> Task objective
Reproduce only the lines from the first one up to and including the line with "[437,483,777,621]", swapping "bounding boxes" for "box coordinates" and leaving everything else unchanged.

> Excerpted records

···

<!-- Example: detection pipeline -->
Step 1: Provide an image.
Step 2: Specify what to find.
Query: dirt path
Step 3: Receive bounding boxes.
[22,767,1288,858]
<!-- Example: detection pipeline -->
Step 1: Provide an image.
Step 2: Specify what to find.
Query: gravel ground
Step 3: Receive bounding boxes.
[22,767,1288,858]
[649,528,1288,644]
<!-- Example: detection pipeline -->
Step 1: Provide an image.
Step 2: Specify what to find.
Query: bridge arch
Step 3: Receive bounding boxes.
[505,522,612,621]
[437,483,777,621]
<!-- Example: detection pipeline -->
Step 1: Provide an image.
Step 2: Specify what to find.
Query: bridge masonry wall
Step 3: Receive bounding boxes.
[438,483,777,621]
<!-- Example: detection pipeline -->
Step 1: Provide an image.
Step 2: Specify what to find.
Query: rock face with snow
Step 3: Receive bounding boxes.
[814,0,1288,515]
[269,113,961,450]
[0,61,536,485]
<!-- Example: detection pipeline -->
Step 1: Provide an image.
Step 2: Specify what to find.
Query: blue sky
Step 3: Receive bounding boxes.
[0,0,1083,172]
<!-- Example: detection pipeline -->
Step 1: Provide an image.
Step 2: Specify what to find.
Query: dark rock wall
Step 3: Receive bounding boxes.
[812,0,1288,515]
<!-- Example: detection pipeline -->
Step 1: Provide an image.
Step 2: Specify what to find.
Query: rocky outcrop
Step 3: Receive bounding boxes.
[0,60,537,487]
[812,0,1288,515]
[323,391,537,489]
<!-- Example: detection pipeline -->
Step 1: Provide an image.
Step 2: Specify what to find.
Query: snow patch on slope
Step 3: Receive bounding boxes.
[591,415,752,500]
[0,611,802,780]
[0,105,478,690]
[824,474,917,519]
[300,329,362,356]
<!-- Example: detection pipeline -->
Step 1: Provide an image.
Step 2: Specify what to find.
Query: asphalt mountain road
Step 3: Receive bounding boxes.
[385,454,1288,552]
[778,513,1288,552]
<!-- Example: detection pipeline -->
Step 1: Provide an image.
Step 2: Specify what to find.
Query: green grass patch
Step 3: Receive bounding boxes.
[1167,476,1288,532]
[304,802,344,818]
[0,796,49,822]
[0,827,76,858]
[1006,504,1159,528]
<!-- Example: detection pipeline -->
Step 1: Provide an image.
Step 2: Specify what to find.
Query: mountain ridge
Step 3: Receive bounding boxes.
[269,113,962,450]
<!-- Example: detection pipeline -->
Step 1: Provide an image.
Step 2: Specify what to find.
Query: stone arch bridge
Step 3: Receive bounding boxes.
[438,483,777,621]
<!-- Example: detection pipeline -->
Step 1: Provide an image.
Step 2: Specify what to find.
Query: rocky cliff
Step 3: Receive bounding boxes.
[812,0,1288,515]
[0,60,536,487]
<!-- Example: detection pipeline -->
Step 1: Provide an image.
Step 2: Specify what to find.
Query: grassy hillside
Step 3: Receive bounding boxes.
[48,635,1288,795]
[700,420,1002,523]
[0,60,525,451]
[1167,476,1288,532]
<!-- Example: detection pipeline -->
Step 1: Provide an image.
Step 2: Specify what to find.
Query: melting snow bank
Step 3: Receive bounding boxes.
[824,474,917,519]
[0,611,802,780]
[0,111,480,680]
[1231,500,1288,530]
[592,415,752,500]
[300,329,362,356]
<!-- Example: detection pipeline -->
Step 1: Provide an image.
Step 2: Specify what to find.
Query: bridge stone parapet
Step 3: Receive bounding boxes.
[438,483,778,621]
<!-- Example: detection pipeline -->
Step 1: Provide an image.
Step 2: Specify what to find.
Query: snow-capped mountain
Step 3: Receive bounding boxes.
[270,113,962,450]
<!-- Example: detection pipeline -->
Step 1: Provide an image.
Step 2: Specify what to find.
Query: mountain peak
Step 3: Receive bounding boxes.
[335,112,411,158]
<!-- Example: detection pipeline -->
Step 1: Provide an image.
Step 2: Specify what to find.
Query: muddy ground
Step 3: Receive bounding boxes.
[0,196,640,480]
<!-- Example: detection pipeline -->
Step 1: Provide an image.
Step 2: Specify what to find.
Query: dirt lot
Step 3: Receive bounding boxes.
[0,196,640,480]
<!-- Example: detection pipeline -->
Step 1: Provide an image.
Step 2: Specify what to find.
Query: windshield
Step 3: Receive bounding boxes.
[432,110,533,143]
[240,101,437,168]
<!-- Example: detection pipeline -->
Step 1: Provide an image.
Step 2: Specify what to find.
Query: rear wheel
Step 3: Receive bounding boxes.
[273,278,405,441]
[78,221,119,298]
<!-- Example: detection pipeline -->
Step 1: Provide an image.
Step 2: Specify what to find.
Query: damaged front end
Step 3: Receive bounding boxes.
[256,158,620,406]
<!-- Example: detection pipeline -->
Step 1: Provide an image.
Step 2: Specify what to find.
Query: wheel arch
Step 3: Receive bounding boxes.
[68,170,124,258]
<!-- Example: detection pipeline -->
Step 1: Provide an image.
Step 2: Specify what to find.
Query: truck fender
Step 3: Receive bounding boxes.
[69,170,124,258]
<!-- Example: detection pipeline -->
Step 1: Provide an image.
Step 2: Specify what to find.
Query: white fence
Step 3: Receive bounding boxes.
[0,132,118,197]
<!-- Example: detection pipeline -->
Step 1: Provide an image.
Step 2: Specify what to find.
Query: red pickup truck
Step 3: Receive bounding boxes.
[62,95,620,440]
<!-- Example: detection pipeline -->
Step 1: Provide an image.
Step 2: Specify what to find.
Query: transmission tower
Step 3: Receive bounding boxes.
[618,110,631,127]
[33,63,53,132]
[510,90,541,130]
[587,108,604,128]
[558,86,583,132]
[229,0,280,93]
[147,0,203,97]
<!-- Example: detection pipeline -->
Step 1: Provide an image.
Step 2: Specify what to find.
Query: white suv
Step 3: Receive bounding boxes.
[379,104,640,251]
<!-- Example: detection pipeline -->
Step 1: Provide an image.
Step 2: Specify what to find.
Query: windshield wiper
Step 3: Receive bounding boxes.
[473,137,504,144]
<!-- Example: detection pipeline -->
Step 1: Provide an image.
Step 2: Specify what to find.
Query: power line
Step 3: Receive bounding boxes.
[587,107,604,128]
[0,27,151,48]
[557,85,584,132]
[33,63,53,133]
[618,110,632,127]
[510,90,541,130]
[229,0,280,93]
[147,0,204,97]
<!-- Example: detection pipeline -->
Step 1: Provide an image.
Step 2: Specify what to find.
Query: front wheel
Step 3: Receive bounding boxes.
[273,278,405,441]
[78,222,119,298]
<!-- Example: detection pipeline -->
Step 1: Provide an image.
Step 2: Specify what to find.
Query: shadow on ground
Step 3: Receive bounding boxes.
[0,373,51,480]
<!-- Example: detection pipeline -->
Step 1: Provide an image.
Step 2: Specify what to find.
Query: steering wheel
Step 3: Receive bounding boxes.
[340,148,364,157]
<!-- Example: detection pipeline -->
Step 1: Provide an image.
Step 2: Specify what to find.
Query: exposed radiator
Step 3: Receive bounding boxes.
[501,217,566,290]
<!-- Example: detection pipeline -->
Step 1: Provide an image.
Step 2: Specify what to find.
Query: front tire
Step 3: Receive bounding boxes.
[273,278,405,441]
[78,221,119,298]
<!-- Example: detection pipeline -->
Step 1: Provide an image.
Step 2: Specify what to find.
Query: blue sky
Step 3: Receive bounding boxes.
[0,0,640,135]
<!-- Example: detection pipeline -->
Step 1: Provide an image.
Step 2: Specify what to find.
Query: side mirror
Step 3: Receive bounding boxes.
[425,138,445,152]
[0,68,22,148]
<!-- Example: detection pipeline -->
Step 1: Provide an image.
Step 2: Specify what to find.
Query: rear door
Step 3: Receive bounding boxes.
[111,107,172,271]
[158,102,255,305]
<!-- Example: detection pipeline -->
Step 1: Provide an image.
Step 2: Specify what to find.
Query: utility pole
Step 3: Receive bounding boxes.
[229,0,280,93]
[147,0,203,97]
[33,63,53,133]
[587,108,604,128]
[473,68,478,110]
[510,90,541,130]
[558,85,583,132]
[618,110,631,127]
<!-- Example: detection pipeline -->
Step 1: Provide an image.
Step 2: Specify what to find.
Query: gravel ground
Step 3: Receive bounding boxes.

···

> Solution
<!-- Example: detection pipeline -->
Step 1: Provide an image.
Step 2: Specify what to find.
Query: dirt path
Step 3: Receive box coordinates.
[22,767,1288,858]
<!-- Example: detection pipeline -->
Step 1: Provide an image.
Step 2: Specify what to find.
Query: gravel ground
Step 3: Receive box coordinates.
[22,767,1288,858]
[649,528,1288,644]
<!-- Example: detection pipeline -->
Step 1: Provide an image.
Step 2: Specify what to find.
Query: bridge arch
Step 3: Receive box coordinates.
[505,522,612,621]
[437,483,777,621]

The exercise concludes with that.